Passage to read »
=====

Tetiana Stanieva and Elena Rubashevska at the 2022 EnergaCAMERIMAGE opening night. Photo: Witek Szydłowski.
Opening night ceremonies in the Jordanki Hall at EnergaCAMERIMAGE in Toruń, Poland, are generally upbeat, but those in November, 2022, took a somber turn due to the war in Ukraine. In his introductory remarks, festival director Marek Zydowicz said, “Since February 24th, we stand with Ukraine.” Several other speakers brought up solidarity with the Ukrainian cause.
After listing the nominees up for competition, the hosts introduced two speakers from Ukraine, Tetiana Stanieva and Elena Rubashevska.
Stanieva began by screening a short documentary from Ukraine. It showed wartime conditions in Kyiv and other cities, with sobering visual evidence of atrocities.
What really struck viewers watching the film was a list of Ukrainian filmmakers who have joined the military. Writers, directors, cinematographers, grips, composers — a score of artists were seen first on the job and then in military uniform. Some have been injured or died since the war began. As the film put it, they risked their lives to bring back “svitlo,” or “light.”
“Since February 24, we do not live,” Stanieva said. “Mankind has rarely seen this kind of injustice.”
Stanieva told the audience that a cinematography festival in Kyiv had to be cancelled. Her own festival, the third OKO International Ethnographic Film Festival, moved from Bessarabia, Ukraine, to Torun. Stanieva is the festival director; Rubashevska, the program coordinator.
“We have a dream to invite you all to next year’s festival,” Stanieva said. “If I don’t see you again, I leave you one wish: to help Ukraine in every way possible.”
2022 EnergaCAMERIMAGE opening night. Photo: Pawel Skraba.
Rubashevska fled with no money or documents from the Donbas region to Poland. Three days later she received an invitation to Camerimage, which sponsored the OKO festival. Camerimage provided venues and helped with guests and participants.”Our hope is to promote peace, tolerance, and mutual respect towards each other,” Rubashevska said, before inviting attendees to come celebrate OKO screenings.
The OKO schedule included eight feature documentaries and sixteen documentary shorts, as well as a four-film tribute to Ukrainian cinema.
“I don’t know if Camerimage understands what they did for us,” Stanieva said in an interview at OKO’s awards ceremonies. “Their support gave us wings, gave us hope. We are. We exist. For us, this is so inspiring. I still don’t believe it happened.”
“Let me add some practical details,” Rubashevska said. “We are a very ambitious but young festival. Being here at Camerimage, we could observe how they handled logistics, how they administrate duties, how they connect with guests. That was so valuable for us.

=====

Provided material »
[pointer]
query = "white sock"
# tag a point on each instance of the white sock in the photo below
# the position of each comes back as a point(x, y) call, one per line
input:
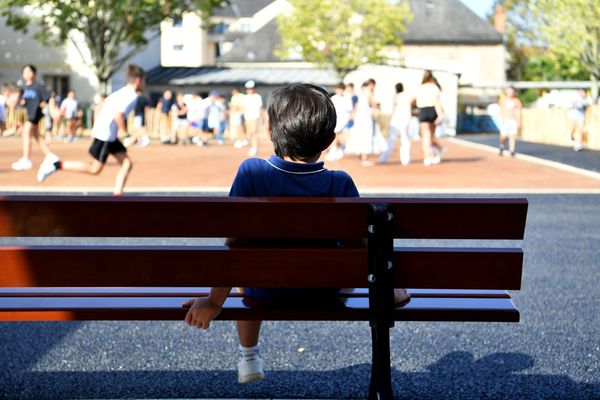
point(249, 352)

=====

Objectives »
**1)** Translate this sentence from the article on the 2022 EnergaCAMERIMAGE opening night into Spanish: "The OKO schedule included eight feature documentaries and sixteen documentary shorts, as well as a four-film tribute to Ukrainian cinema."
**2)** Rewrite the article on the 2022 EnergaCAMERIMAGE opening night from "Rubashevska fled with" up to and including "celebrate OKO screenings.", replacing "Three days" with "Four days".
**3)** Extend the article on the 2022 EnergaCAMERIMAGE opening night from the point where it stops.
The data comes from a different source than the article.

Final answers »
**1)** El programa de OKO incluía ocho largometrajes documentales y dieciséis cortometrajes documentales, así como un homenaje de cuatro películas al cine ucraniano.

**2)**
Rubashevska fled with no money or documents from the Donbas region to Poland. Four days later she received an invitation to Camerimage, which sponsored the OKO festival. Camerimage provided venues and helped with guests and participants.”Our hope is to promote peace, tolerance, and mutual respect towards each other,” Rubashevska said, before inviting attendees to come celebrate OKO screenings.

**3)**
“Also, this was our first full-scale edition where we could invite directors from all over the world, literally all the continents. Being able to meet them was indescribably great.”
OKO’s features included Yonaguni, which followed three Japanese teenagers on the verge of leaving their island home forever; A Portrait on the Search for Happiness, a German film about South Africans who dig for diamonds; and The Chinese Will Come, a Serbian film about the treatment of Chinese migrant workers struggling in a foreign country.
The winning film, I Am Chance, came from Belgium and was directed by Wajnberg Marc-Henri. It followed teenaged girls in the Congo struggling to survive on the streets of Kinshasa.
OKO screening at the Muzeum Etnoraficzne. Photo: Ewelina Kamińska.
Stanieva admitted that some audience members couldn’t make it all the way through I Am Chance. “The film was so shocking and provocative, but I think in a good way because it challenges our beliefs. It made us confront something we prefer to turn a blind eye to. When the director showed the film in Kinshasa, people there said they had never noticed all the beggars in the streets.”
The director of I Am Chance has created a fund to help the subjects of the film, while also giving them some money each month out of his own pocket. In fact, he donated OKO’s prize winnings to them.
“That happened with a number of films on our program,” Rubashevska said. “Most of the directors who attended told us they have engaged in social projects, formed media platforms, initiated educational programs. Because we learn from each other, this festival is a great place to start future collaboration.”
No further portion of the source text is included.